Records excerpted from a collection
______________________________
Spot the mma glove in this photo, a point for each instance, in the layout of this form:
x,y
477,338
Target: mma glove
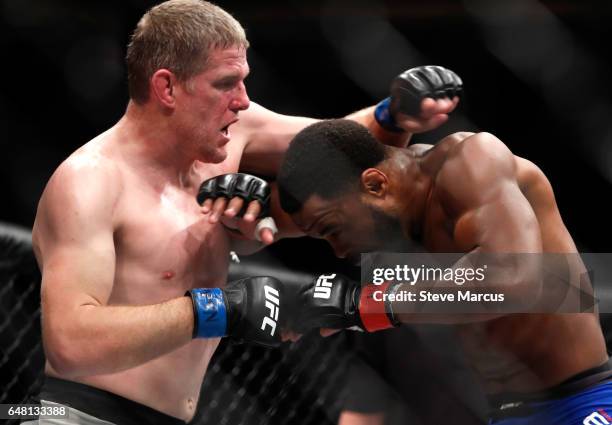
x,y
245,186
410,88
247,310
336,302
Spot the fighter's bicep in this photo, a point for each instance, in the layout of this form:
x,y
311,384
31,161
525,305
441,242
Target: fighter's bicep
x,y
491,211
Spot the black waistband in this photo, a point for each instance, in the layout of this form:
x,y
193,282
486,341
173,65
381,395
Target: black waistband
x,y
103,404
518,404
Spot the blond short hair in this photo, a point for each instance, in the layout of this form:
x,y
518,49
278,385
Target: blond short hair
x,y
178,35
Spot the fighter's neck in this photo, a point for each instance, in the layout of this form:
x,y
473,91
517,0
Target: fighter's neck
x,y
413,187
154,148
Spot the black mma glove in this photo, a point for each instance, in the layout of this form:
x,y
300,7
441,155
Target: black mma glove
x,y
336,302
247,310
410,88
245,186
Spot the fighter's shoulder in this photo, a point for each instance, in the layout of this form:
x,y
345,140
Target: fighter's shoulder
x,y
475,170
86,171
478,156
252,119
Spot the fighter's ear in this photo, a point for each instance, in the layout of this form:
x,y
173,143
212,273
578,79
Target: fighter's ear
x,y
374,182
163,85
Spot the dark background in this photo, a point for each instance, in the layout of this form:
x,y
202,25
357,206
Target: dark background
x,y
536,74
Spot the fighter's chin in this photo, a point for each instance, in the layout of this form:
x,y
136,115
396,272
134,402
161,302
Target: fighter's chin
x,y
215,157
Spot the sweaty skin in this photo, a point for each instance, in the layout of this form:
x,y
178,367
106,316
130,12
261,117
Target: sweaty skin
x,y
119,237
470,194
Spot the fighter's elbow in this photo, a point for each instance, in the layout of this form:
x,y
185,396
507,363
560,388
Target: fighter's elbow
x,y
66,354
63,357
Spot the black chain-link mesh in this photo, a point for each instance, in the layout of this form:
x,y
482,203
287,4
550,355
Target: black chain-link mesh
x,y
299,383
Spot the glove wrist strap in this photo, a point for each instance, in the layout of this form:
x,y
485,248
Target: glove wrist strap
x,y
385,118
376,315
209,311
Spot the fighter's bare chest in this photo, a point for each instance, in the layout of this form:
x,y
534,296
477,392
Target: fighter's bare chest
x,y
163,236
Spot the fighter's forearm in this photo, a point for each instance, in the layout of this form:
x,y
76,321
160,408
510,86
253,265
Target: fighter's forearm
x,y
499,284
98,339
366,118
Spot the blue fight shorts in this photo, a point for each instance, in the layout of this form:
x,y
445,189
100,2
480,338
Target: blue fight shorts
x,y
590,403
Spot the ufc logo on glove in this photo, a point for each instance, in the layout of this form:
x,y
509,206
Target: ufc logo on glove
x,y
272,304
323,286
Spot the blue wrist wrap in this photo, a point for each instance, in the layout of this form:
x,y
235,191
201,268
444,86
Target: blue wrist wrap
x,y
383,116
209,312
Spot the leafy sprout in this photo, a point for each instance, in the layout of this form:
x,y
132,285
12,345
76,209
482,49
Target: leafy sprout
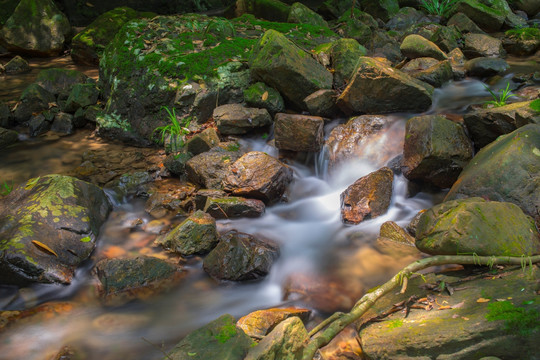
x,y
439,7
175,131
502,98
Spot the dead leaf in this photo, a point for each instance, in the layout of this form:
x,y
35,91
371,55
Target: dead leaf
x,y
44,247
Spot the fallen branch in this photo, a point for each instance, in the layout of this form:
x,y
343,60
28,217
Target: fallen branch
x,y
336,323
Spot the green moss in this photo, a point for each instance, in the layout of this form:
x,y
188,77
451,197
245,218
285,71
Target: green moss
x,y
516,319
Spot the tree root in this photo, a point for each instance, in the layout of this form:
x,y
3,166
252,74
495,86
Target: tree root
x,y
338,321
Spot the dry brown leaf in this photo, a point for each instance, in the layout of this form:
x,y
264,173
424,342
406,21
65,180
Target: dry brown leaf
x,y
44,247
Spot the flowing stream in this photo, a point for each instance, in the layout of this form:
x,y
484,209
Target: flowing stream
x,y
315,246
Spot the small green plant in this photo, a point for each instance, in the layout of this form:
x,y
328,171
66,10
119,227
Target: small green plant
x,y
6,188
502,98
516,319
175,131
535,105
439,7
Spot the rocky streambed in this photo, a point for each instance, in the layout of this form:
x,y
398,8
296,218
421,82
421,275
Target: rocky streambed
x,y
277,168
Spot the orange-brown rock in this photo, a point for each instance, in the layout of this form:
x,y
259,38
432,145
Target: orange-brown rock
x,y
368,197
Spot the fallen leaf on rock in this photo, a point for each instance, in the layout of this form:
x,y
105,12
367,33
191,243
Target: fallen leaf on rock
x,y
44,247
______________________________
Prompt
Could you retype all the entries exactly, skipping the pictures?

Written solution
Spot the mma glove in this photo, a point for each instance, in the layout of this form:
x,y
477,338
Target: mma glove
x,y
245,186
410,88
247,310
336,302
Spot the fighter's bicep in this photo, a point for each instance, in the layout of this form:
x,y
311,384
31,161
525,305
441,242
Target: fighter's bicep
x,y
491,211
Spot the black waistband in this photo, a point for each instance, in the layout of this form:
x,y
193,282
486,341
173,65
381,395
Target: black waistband
x,y
103,404
518,404
Spot the blond short hair in this photo, a point for each instance, in the layout of this form:
x,y
518,49
278,385
Target: blond short hair
x,y
178,35
Spot the fighter's neck in this photo, a point for each instance, in the layout of this form:
x,y
473,91
517,0
Target: fighter's neck
x,y
413,187
154,148
Spot the black mma glove in this photo, a point for each instance, in the layout of this form:
x,y
300,7
441,155
Target: black mma glove
x,y
336,302
247,310
410,88
245,186
Spot the fighter's shoulder in this photo, a point for each instance, in the layout of this form:
x,y
345,140
Target: fighter's shoulder
x,y
475,170
86,171
478,156
252,119
Spot the fighter's ear in this photo, a point for each instance, in the layout of this form:
x,y
173,143
212,273
578,79
Target: fighter's ear
x,y
374,182
163,85
Spot the dark background in this photo, a point for each instance, in the layout of this form:
x,y
202,25
357,206
Target: dark background
x,y
536,74
Spot the fighter's chin in this photo, a point for each instance, in the layout of this form:
x,y
136,115
396,272
134,402
161,302
Target: fighter's chin
x,y
215,157
Spot the sweaty skin in this photo, a point for each instance, in the layout of this form:
x,y
178,367
106,316
130,12
261,117
Target: sweaty skin
x,y
119,237
470,194
Spot the fighter's elbow in this photo, a point for each instance, in the layout of this form:
x,y
185,396
507,363
560,388
Target: fighter's elbow
x,y
66,354
63,357
Spot the black chain-link mesh in this photo, a point for each instance, in the layout of this form:
x,y
482,203
287,4
550,355
Target: black chain-link mesh
x,y
299,383
Spot the glove wrist strap in this photo, a point for each instance, in the layout of this form:
x,y
485,248
Target: glove wrist strap
x,y
385,118
376,315
209,311
Spot the fighter's bare chest in this photo, a point for each instance, in the layout of this form:
x,y
534,296
477,392
Target: fighter's bare chest
x,y
163,236
Spot the fighter's forearm in this photo, a point for each instance, in the layout of this form:
x,y
76,321
160,408
510,86
253,265
Target: fighter's forearm
x,y
499,284
98,339
366,118
Spot the blue fight shorts in this photo, a point for each instance, in the layout of this form:
x,y
445,189
100,2
480,338
Target: blue fight shorts
x,y
590,403
Spot the ufc logo on glove in this photo, a point for each instance, in the layout of this form:
x,y
509,206
Target: ufc logo on glove
x,y
272,304
323,286
Spot the blue wrist wrap in this photo, a point for each instance, in the layout of this form:
x,y
235,191
201,268
444,86
Target: blue wrist wrap
x,y
383,116
209,312
Spot the leafy sprout in this photo, a point for each instance, in the layout of this form:
x,y
132,285
12,345
76,209
482,49
Target: leafy sprout
x,y
439,7
175,131
502,98
Spot the dead leaf in this photo, a point for each instance, in the layout of this form:
x,y
35,91
371,55
Target: dead leaf
x,y
44,247
Spot the fallen branch in this photo, a point for each instance, in the layout of this form:
x,y
343,60
28,217
Target: fallen branch
x,y
336,323
Spot the green moss in this photo, a point for each instance, in the layout of this form:
x,y
188,77
451,197
245,218
285,71
Target: green moss
x,y
516,319
Spot the tree root in this photo, a point for each instance, in the layout of this form:
x,y
3,166
252,74
495,86
Target: tree root
x,y
338,321
Spot the dry brown leaf in this photo, a point for each instance, in the layout of this form:
x,y
264,173
424,342
406,21
65,180
Target: dry brown leaf
x,y
44,247
Spot the flowing stream in this photo, a point for each instance, in the layout of this form:
x,y
484,209
Target: flowing stream
x,y
315,246
Spot the small green plant in this photo, a point for each instance, in the layout of this form:
x,y
328,171
66,10
119,227
Target: small green plant
x,y
6,188
502,98
516,319
175,131
535,105
439,7
Spot the rocky streambed in this photo, a point for each instance, in the layout of this form:
x,y
398,8
296,218
421,82
421,275
Target: rocky streambed
x,y
277,168
Spot the orange-brown rock in this photo, a point for each instance, in the layout of this form:
x,y
259,38
432,145
Target: orange-brown rock
x,y
368,197
Spot the fallen leaf on rock in this photo, a point for each instance, in the layout of this form:
x,y
105,12
367,33
191,243
Target: fallen leaf on rock
x,y
44,247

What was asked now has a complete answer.